Data for this task:
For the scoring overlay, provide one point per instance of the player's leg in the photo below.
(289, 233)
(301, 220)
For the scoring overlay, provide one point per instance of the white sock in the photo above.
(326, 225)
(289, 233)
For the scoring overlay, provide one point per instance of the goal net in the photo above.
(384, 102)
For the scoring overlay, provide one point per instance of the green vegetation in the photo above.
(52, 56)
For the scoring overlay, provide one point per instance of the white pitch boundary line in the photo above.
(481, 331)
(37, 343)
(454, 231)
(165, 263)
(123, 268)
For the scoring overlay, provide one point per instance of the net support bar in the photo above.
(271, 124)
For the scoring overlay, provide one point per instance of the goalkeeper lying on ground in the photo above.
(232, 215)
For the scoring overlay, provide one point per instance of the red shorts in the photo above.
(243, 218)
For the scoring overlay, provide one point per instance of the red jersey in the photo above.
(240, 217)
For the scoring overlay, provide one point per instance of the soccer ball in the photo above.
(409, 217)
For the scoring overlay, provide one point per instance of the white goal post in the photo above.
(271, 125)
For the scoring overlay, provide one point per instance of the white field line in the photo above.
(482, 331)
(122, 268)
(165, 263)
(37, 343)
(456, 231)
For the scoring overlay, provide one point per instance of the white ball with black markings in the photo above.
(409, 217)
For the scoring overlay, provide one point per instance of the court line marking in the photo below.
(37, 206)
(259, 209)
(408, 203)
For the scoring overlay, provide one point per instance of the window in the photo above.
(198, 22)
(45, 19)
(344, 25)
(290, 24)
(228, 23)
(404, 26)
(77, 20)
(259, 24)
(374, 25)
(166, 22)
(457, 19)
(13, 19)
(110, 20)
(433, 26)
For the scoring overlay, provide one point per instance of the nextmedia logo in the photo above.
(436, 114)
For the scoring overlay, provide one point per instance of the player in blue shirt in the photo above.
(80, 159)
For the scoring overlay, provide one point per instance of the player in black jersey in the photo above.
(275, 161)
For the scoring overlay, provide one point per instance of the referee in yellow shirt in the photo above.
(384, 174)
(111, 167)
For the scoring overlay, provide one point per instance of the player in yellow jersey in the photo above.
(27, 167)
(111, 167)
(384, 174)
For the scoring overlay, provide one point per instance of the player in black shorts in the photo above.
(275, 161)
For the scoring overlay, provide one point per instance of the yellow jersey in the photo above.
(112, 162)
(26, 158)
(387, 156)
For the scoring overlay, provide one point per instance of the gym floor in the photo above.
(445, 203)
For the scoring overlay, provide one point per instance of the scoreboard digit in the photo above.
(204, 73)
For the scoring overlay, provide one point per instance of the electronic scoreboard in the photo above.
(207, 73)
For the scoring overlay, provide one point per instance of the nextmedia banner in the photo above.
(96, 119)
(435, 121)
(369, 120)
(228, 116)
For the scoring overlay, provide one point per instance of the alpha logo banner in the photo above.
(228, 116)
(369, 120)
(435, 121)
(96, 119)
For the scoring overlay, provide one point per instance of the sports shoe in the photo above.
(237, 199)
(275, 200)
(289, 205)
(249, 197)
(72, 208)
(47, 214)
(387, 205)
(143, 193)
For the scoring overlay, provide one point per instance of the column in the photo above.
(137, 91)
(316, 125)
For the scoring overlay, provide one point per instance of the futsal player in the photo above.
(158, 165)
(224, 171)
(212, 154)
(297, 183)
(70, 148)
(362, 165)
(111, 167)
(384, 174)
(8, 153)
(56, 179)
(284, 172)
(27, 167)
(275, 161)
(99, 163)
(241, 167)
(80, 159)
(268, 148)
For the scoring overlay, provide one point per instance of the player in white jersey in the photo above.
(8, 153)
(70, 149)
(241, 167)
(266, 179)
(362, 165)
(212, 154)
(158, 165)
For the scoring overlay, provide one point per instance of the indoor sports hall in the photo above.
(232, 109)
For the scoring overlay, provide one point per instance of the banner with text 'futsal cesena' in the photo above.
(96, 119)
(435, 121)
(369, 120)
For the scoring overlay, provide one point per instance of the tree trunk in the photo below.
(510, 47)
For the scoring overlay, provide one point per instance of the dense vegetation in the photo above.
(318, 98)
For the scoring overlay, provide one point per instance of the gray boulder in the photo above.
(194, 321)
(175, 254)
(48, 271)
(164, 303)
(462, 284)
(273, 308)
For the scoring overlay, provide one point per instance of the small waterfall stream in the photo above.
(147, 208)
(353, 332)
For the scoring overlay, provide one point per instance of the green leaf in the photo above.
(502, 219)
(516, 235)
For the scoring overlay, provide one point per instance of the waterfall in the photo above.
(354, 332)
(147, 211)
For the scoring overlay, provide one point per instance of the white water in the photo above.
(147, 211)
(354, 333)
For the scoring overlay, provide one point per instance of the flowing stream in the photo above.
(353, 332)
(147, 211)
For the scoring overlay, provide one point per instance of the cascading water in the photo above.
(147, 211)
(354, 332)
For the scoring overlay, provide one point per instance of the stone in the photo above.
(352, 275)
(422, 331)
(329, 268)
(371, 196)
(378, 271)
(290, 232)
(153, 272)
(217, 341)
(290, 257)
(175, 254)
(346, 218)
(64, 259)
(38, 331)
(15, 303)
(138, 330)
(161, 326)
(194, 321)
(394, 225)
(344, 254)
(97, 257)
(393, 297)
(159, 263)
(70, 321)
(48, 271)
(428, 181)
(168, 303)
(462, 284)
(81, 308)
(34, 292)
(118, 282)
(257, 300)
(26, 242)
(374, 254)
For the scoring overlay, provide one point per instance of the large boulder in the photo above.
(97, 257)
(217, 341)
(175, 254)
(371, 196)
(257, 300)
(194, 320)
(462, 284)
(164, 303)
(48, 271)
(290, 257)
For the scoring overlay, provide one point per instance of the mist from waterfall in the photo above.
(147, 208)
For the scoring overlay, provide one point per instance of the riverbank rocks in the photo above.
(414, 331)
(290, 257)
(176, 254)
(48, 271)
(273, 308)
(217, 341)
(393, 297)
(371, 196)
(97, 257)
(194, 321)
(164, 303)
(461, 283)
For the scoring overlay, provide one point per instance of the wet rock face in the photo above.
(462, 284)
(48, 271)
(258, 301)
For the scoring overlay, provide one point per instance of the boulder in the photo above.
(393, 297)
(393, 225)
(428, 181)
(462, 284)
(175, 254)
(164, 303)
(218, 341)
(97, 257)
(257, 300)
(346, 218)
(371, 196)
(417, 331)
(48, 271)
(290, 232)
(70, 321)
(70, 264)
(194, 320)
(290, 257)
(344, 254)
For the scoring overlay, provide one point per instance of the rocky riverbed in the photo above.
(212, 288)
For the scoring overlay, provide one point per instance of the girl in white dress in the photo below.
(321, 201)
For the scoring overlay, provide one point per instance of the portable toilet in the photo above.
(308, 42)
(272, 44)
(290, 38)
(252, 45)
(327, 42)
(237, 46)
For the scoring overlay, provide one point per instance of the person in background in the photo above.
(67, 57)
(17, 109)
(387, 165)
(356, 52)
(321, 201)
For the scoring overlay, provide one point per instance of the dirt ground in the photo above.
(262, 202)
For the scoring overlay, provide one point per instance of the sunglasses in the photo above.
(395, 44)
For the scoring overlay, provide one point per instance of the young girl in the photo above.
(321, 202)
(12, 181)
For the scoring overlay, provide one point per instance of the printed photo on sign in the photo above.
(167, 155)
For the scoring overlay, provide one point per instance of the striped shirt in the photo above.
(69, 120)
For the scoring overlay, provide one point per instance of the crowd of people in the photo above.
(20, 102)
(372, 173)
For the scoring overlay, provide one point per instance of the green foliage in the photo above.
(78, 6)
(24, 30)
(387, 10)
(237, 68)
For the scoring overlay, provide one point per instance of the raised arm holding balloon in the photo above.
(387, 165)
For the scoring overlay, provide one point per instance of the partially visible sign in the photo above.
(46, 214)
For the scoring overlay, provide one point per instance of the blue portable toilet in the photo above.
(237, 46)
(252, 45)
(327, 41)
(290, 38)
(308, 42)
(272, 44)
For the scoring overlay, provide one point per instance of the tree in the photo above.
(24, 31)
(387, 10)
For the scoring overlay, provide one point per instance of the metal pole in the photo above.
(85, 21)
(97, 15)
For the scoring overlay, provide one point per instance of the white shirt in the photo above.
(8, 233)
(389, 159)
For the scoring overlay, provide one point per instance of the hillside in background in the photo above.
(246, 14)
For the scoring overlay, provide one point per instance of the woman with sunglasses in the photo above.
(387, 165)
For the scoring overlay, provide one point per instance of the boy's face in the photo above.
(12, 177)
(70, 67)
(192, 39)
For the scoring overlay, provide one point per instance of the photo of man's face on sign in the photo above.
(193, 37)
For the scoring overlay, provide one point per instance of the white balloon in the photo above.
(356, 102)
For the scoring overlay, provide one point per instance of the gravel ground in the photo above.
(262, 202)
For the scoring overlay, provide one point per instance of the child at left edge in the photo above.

Exercise goal: Rewrite the lines from the one containing "hillside in background in the photo above." through the end of the records, inclusive, replacing "gravel ground" with "paved ground" and leaving everything else unchanged.

The response:
For the scoring overlay, provide one point per instance of the hillside in background in the photo above.
(246, 14)
For the scoring overlay, provide one point per instance of the woman with sunglasses in the photo above.
(387, 165)
For the scoring overlay, provide one point per instance of the boy's face in the photo above.
(12, 177)
(70, 67)
(192, 39)
For the scoring overlay, provide one point per instance of the photo of man's face on sign in the photo above.
(193, 37)
For the scoring overlay, provide one point per instance of the white balloon in the photo above.
(356, 102)
For the scoring overlay, provide one point per instance of the paved ground in the photo above.
(262, 202)
For the scoring overlay, provide one point per instance of the child at left edge in the photo above.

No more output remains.